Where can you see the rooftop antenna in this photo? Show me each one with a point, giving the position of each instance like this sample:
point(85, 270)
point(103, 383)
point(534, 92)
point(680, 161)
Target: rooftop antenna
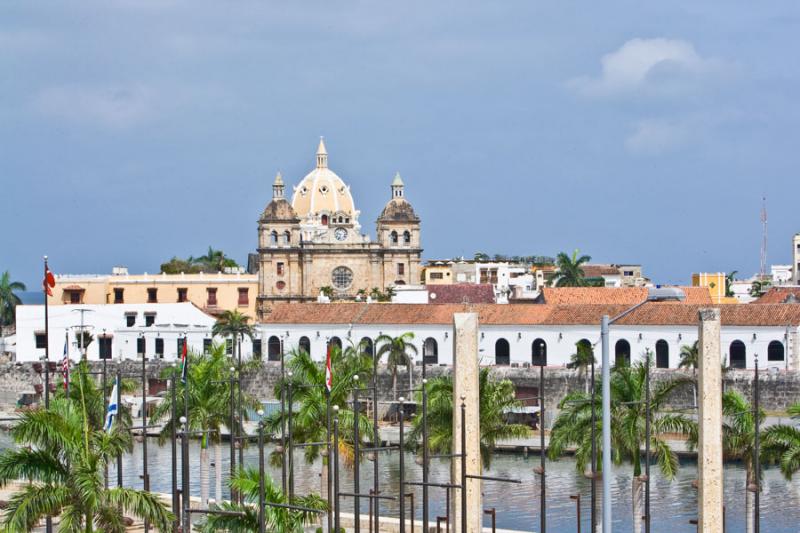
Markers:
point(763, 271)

——————————

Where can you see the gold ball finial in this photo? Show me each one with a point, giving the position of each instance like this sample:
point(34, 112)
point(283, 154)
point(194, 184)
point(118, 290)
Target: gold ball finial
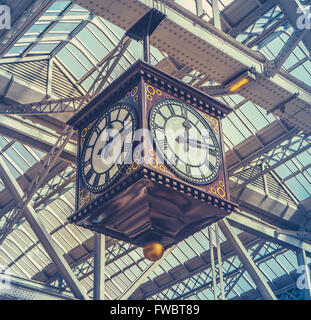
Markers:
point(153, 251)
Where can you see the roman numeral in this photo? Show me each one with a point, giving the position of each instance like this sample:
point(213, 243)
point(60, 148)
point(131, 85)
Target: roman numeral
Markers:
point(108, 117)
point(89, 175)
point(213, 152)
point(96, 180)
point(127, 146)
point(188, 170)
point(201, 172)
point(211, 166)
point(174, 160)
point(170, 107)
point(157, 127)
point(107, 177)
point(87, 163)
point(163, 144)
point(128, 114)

——————————

### PROBLEM TO WORK ON
Pull out the data between the line containing "Where can you see the rooftop" and the line containing "point(763, 271)", inclusive, and reproduce it word for word. Leave the pictures out of your answer.

### OUTPUT FOR THIS TASK
Where can you see the rooftop antenna in this photo? Show me each one with a point, giving the position of each instance like this sample:
point(85, 270)
point(103, 383)
point(534, 92)
point(680, 161)
Target: rooftop antenna
Markers:
point(763, 271)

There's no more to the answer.